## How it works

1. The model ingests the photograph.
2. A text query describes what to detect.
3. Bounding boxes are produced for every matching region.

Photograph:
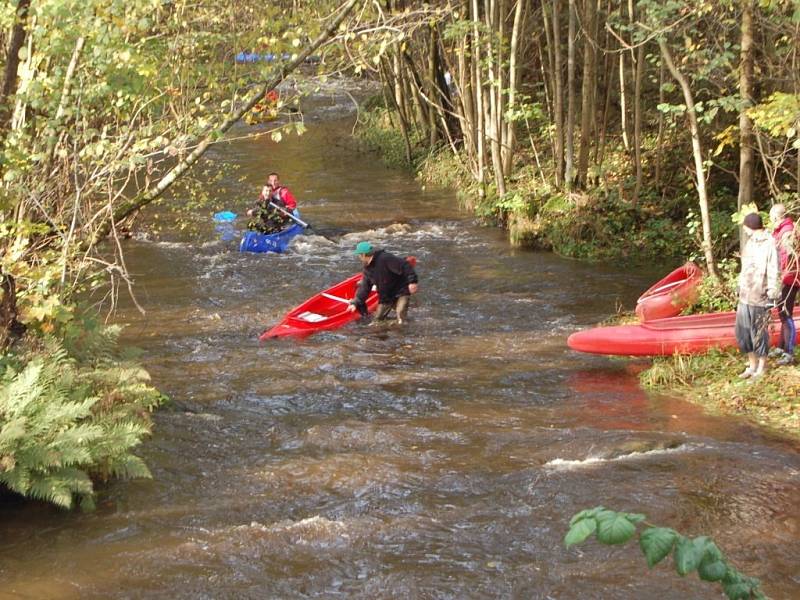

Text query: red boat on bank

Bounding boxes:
[635,262,703,322]
[259,273,378,340]
[568,308,800,357]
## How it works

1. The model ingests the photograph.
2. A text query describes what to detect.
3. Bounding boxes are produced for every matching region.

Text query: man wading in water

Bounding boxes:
[346,242,419,325]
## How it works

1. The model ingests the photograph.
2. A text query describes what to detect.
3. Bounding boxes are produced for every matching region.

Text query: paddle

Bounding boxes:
[265,200,310,228]
[263,200,340,242]
[213,211,237,222]
[216,200,336,241]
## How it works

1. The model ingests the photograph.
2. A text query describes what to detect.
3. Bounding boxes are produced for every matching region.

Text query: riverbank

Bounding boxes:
[642,350,800,438]
[354,105,732,262]
[355,105,799,440]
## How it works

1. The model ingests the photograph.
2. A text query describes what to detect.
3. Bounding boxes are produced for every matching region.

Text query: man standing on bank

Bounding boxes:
[346,242,419,325]
[736,212,780,380]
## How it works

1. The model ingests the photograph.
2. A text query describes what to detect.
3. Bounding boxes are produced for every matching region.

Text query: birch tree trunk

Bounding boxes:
[577,0,598,187]
[659,39,719,280]
[632,42,645,205]
[565,0,577,190]
[737,0,755,254]
[502,0,525,176]
[552,0,565,186]
[471,0,487,198]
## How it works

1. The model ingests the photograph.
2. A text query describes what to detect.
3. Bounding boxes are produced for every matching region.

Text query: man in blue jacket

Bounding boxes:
[346,241,419,324]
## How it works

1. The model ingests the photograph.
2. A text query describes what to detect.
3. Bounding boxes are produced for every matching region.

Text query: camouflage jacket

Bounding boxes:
[739,229,780,307]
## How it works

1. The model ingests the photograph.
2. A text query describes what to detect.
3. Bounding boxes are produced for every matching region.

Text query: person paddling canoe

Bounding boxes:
[346,242,419,325]
[246,172,298,234]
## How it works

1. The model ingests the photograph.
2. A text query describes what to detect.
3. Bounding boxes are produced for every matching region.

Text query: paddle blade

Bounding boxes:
[214,211,237,222]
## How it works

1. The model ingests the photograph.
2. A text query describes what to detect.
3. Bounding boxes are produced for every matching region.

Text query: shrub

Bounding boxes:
[0,315,164,510]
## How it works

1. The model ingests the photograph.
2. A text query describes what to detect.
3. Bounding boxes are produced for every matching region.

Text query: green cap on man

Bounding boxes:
[354,241,373,255]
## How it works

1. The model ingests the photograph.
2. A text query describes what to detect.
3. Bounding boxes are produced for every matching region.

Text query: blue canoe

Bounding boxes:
[235,52,291,64]
[238,211,304,254]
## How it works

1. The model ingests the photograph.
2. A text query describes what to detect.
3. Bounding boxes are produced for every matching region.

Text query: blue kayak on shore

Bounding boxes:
[238,211,304,253]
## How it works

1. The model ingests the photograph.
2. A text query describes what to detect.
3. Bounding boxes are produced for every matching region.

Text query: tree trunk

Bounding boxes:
[737,0,755,254]
[427,25,439,147]
[594,0,613,169]
[632,42,645,205]
[0,0,32,139]
[540,1,557,175]
[618,2,630,154]
[577,0,598,187]
[0,274,25,349]
[659,39,718,280]
[552,0,564,186]
[565,0,577,190]
[471,0,487,198]
[655,60,665,190]
[502,0,526,176]
[46,35,86,166]
[485,0,506,197]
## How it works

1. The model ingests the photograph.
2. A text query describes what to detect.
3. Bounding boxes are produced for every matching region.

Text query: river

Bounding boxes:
[1,78,799,599]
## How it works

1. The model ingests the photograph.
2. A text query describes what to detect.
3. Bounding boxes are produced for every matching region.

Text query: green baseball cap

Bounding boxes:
[354,241,373,255]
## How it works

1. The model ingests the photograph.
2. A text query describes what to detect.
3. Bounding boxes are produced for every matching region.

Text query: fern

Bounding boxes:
[0,317,165,510]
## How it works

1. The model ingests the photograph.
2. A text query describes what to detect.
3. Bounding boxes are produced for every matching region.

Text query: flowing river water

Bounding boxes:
[1,79,799,599]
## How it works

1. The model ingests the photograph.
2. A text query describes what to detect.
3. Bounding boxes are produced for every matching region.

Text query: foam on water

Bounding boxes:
[544,443,699,470]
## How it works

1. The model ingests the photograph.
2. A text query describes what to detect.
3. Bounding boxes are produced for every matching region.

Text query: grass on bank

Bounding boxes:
[642,349,800,436]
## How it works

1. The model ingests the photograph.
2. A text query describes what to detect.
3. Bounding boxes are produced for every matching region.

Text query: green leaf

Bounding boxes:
[639,527,678,568]
[698,558,727,582]
[674,535,703,576]
[722,580,754,600]
[596,512,637,545]
[624,512,646,524]
[565,517,597,548]
[569,507,602,526]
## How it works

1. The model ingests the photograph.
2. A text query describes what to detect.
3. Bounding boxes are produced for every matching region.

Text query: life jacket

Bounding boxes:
[269,186,287,207]
[773,217,799,286]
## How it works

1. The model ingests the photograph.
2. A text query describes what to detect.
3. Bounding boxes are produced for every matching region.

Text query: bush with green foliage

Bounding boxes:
[565,507,766,600]
[355,107,426,170]
[0,313,164,510]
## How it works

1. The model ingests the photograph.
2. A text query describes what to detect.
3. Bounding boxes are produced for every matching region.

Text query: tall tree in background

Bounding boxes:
[577,0,598,188]
[737,0,755,252]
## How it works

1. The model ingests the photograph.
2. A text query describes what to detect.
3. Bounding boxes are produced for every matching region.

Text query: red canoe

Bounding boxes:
[635,262,703,322]
[260,273,378,340]
[568,308,800,357]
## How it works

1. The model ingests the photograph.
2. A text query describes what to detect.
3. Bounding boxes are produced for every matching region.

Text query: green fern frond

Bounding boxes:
[108,454,152,480]
[0,313,164,510]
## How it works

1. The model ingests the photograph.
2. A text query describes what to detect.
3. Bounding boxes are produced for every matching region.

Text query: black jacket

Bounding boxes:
[354,250,418,307]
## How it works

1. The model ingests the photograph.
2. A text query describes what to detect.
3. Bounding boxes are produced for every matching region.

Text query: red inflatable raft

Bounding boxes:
[568,308,800,357]
[260,273,379,340]
[635,262,703,322]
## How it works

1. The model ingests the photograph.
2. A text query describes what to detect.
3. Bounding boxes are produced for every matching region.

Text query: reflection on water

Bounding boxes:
[1,87,799,599]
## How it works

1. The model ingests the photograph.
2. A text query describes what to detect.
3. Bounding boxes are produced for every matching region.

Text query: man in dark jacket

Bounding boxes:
[346,242,419,324]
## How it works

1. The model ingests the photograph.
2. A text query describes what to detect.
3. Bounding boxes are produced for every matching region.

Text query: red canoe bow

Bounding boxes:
[259,273,379,340]
[635,262,703,322]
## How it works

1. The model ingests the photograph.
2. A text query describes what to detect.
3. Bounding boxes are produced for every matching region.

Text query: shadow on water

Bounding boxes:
[1,80,799,599]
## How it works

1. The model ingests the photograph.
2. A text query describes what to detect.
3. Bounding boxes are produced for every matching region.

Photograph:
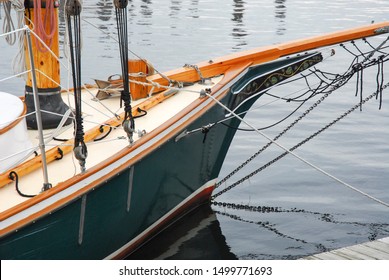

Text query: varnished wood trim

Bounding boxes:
[0,102,27,135]
[25,7,61,89]
[0,62,251,237]
[2,21,388,237]
[145,22,389,93]
[0,88,180,188]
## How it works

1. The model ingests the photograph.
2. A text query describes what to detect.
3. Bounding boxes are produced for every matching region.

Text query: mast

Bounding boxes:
[24,0,71,129]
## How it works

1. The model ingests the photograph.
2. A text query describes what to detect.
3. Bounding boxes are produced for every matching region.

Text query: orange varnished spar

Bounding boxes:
[128,59,151,100]
[25,3,61,90]
[145,21,389,92]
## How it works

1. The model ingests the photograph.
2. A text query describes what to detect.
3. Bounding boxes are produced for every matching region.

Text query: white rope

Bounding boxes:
[81,84,121,119]
[41,109,73,141]
[77,136,127,146]
[119,76,389,208]
[82,17,119,43]
[0,145,39,174]
[0,145,38,162]
[0,110,35,129]
[28,28,70,70]
[0,69,30,82]
[39,108,120,133]
[2,0,27,78]
[2,1,16,45]
[64,87,121,121]
[43,136,127,147]
[0,25,26,38]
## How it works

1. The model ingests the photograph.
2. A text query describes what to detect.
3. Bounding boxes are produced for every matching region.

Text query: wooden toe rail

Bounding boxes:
[0,87,179,189]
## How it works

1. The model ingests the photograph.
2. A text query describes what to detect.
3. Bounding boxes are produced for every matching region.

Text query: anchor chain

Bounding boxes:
[213,209,309,244]
[212,201,293,213]
[216,77,349,187]
[211,201,329,216]
[213,81,389,199]
[216,92,332,188]
[215,51,388,190]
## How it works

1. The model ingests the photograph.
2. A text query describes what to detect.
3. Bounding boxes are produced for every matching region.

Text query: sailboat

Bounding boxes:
[0,0,388,259]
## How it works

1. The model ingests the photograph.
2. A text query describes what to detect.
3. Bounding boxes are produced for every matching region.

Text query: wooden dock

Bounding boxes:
[302,237,389,260]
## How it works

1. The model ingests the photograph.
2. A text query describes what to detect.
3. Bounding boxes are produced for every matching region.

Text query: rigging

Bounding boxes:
[114,0,135,144]
[211,36,389,208]
[65,0,87,173]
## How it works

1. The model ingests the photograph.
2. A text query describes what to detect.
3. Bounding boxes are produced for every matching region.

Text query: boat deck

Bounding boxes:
[0,77,223,213]
[301,237,389,260]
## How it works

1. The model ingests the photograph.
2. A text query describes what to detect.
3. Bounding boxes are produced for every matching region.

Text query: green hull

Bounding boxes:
[0,88,238,260]
[0,54,319,259]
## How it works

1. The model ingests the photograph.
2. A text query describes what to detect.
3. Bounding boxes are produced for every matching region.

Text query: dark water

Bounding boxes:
[1,0,389,260]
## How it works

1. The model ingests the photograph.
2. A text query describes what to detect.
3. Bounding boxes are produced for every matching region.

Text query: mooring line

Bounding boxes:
[204,88,389,209]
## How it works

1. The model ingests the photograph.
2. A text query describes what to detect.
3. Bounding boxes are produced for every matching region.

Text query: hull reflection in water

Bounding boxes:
[127,204,237,260]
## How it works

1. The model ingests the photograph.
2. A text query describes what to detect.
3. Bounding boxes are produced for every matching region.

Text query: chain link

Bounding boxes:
[213,81,389,199]
[213,209,309,244]
[216,92,330,188]
[211,201,325,215]
[215,47,388,191]
[215,74,354,188]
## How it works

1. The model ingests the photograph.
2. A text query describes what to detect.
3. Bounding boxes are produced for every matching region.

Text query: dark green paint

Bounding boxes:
[0,55,321,259]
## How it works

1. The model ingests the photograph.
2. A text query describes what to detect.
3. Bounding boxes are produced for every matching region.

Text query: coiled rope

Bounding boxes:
[1,0,27,77]
[32,0,57,52]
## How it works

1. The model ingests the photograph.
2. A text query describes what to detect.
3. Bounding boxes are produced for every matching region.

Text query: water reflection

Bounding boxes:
[96,0,114,23]
[231,0,247,50]
[274,0,287,35]
[58,0,115,44]
[126,200,389,259]
[169,0,182,18]
[212,201,389,259]
[139,0,153,23]
[4,0,387,260]
[189,0,199,19]
[57,0,66,40]
[126,204,237,260]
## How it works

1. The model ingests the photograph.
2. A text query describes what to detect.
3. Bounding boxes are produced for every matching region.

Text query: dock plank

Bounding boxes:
[309,251,350,260]
[379,237,389,244]
[350,244,389,259]
[301,237,389,260]
[335,247,375,260]
[364,240,389,253]
[304,256,322,260]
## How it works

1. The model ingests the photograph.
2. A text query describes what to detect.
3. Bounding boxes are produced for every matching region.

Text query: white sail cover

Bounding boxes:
[0,91,33,173]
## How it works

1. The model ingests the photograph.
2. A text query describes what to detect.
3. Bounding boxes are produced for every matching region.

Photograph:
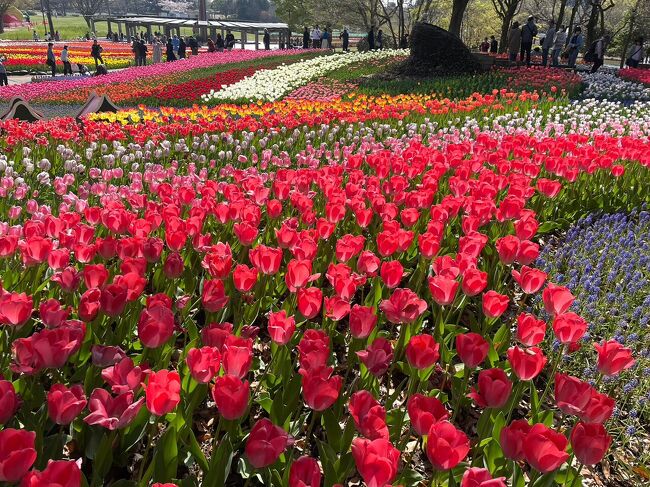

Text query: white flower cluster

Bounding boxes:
[581,71,650,102]
[201,50,408,103]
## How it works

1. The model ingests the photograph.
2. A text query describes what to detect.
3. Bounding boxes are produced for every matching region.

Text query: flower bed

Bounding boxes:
[502,66,583,98]
[620,68,650,86]
[0,59,649,487]
[581,71,650,101]
[201,49,408,102]
[0,41,135,72]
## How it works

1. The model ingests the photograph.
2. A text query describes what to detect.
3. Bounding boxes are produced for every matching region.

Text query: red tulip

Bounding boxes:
[201,322,233,352]
[212,375,250,420]
[186,346,221,383]
[482,290,509,318]
[91,345,126,368]
[570,422,611,465]
[356,338,393,377]
[101,357,150,394]
[286,259,314,292]
[500,419,532,461]
[523,423,569,473]
[594,340,635,376]
[39,299,70,328]
[324,296,351,321]
[418,232,440,259]
[0,292,33,326]
[542,283,574,316]
[47,384,87,425]
[297,287,323,319]
[348,390,389,440]
[249,244,283,275]
[461,467,506,487]
[378,260,402,289]
[268,310,296,345]
[380,288,427,324]
[20,460,81,487]
[428,275,459,306]
[516,312,546,346]
[406,334,440,370]
[468,368,512,408]
[511,266,547,294]
[552,312,587,344]
[336,234,365,261]
[554,373,592,416]
[163,252,184,278]
[351,437,400,487]
[145,370,181,416]
[0,379,19,424]
[495,235,520,264]
[11,324,85,375]
[83,264,109,289]
[349,304,377,339]
[517,240,540,265]
[579,389,615,424]
[289,456,321,487]
[222,336,253,378]
[202,279,230,312]
[245,418,289,468]
[426,421,470,470]
[297,329,330,371]
[407,393,449,436]
[507,346,547,380]
[536,178,562,198]
[461,268,487,296]
[300,366,342,411]
[99,283,128,317]
[138,305,175,349]
[78,287,101,322]
[233,264,258,292]
[357,250,380,276]
[455,332,489,368]
[202,243,232,279]
[0,429,37,482]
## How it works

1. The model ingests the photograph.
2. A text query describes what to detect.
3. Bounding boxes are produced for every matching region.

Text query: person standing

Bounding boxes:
[172,34,180,57]
[188,36,199,56]
[0,55,8,86]
[377,29,383,49]
[626,38,644,68]
[489,35,498,54]
[91,39,104,68]
[551,25,567,66]
[32,29,39,41]
[311,25,321,48]
[46,42,56,76]
[178,37,187,59]
[590,34,610,73]
[341,27,350,52]
[303,26,309,49]
[138,40,148,65]
[217,34,225,51]
[520,16,538,66]
[480,37,490,52]
[225,31,236,50]
[368,26,375,50]
[321,28,329,49]
[508,21,521,62]
[541,20,556,66]
[263,28,271,50]
[400,33,409,48]
[567,26,583,68]
[152,37,162,63]
[166,38,175,62]
[60,45,72,75]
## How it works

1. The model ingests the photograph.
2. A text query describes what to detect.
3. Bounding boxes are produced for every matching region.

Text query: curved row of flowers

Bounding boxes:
[580,71,650,102]
[200,49,408,102]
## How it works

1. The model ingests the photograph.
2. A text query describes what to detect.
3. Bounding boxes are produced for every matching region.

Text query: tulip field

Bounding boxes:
[0,48,649,487]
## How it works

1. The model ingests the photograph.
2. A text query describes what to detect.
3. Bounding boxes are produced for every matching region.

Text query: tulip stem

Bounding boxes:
[451,366,470,422]
[538,344,565,415]
[570,462,584,487]
[138,418,157,483]
[305,411,319,447]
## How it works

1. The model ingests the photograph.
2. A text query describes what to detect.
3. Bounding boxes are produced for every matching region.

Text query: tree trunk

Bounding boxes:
[449,0,470,37]
[565,0,580,44]
[556,0,568,26]
[83,15,92,30]
[499,16,513,53]
[0,17,4,34]
[585,1,600,48]
[619,0,640,68]
[44,0,55,37]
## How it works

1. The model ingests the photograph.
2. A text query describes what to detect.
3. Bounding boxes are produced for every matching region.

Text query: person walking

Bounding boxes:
[263,28,271,50]
[590,34,610,73]
[508,21,521,62]
[91,39,104,68]
[520,16,538,66]
[567,26,583,68]
[311,25,321,48]
[166,38,175,62]
[60,44,72,75]
[489,35,498,54]
[303,26,310,49]
[368,26,375,50]
[626,38,644,68]
[47,42,56,76]
[551,25,567,66]
[541,20,556,66]
[172,34,180,57]
[340,27,350,52]
[178,37,187,59]
[0,55,8,86]
[188,36,199,56]
[152,37,163,63]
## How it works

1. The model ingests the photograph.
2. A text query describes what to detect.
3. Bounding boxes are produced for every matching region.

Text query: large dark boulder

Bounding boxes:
[399,23,483,76]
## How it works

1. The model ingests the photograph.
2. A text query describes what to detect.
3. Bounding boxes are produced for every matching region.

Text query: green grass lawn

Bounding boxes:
[0,15,201,41]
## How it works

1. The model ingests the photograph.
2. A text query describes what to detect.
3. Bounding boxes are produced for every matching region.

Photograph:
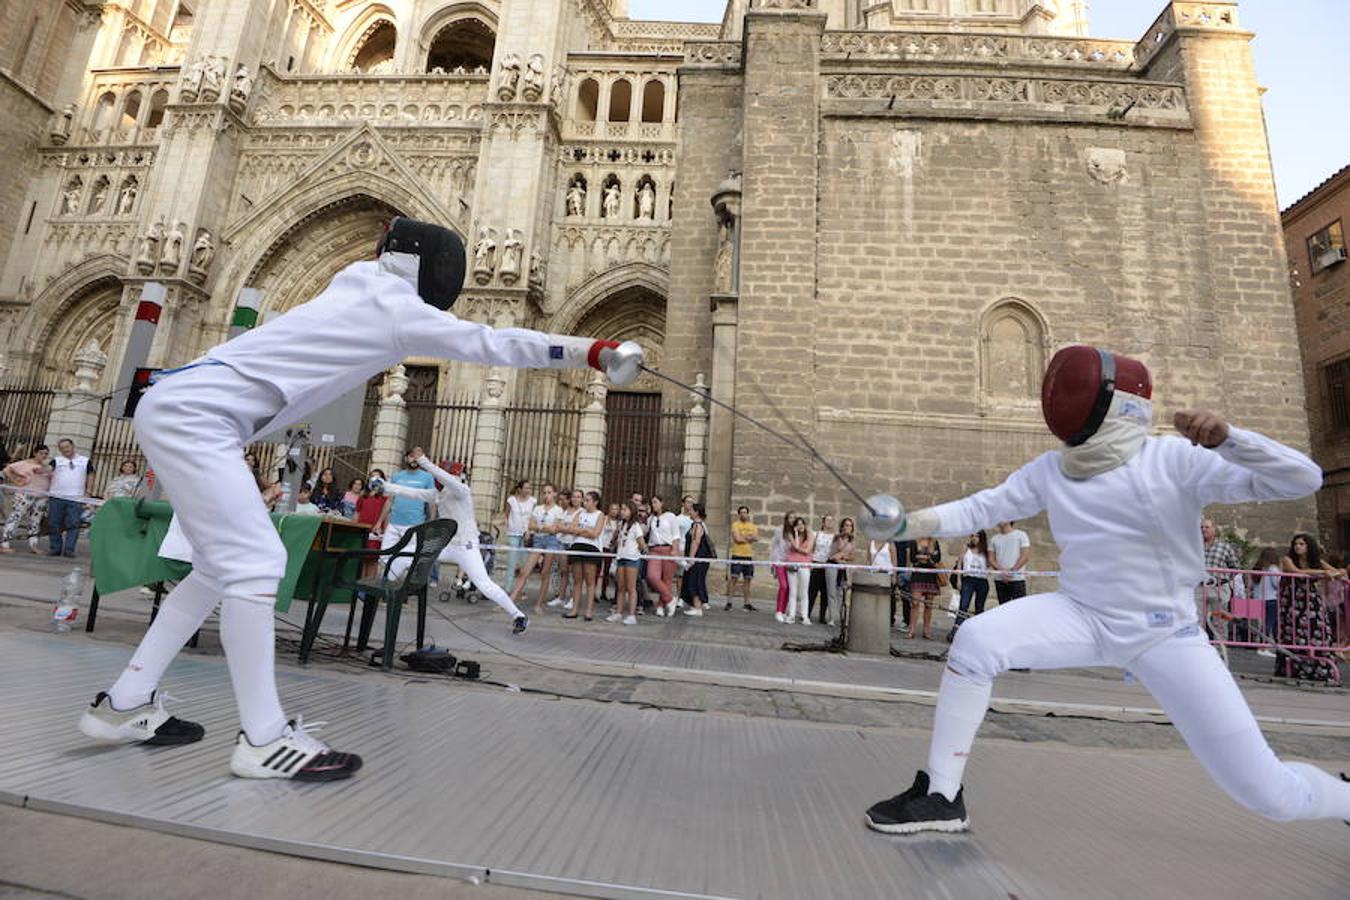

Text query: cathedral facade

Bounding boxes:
[0,0,1317,550]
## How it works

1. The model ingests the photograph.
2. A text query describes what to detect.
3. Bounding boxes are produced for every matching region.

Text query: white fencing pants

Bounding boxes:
[926,591,1350,822]
[441,540,524,620]
[379,523,413,580]
[109,363,290,745]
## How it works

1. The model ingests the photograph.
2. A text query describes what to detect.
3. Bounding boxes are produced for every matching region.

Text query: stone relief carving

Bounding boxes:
[529,251,545,288]
[500,229,524,286]
[160,221,186,272]
[825,74,1187,116]
[888,131,922,177]
[49,104,75,145]
[522,54,546,103]
[200,57,225,103]
[473,226,498,284]
[549,64,567,107]
[1085,147,1128,185]
[229,64,253,113]
[602,180,622,219]
[636,179,656,221]
[713,221,733,294]
[60,178,83,216]
[135,219,165,274]
[683,42,742,68]
[179,57,204,102]
[498,52,521,101]
[566,176,587,217]
[87,177,109,215]
[821,32,1134,68]
[116,177,138,215]
[188,229,214,283]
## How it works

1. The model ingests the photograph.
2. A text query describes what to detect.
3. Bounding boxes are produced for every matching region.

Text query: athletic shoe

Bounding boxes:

**WHAT YOU NEED TO DO**
From the listing above, copy every line where the string "reflection" is found.

**YOUR SOLUTION**
Text query: reflection on water
Text query: hull reflection in water
Text query: water reflection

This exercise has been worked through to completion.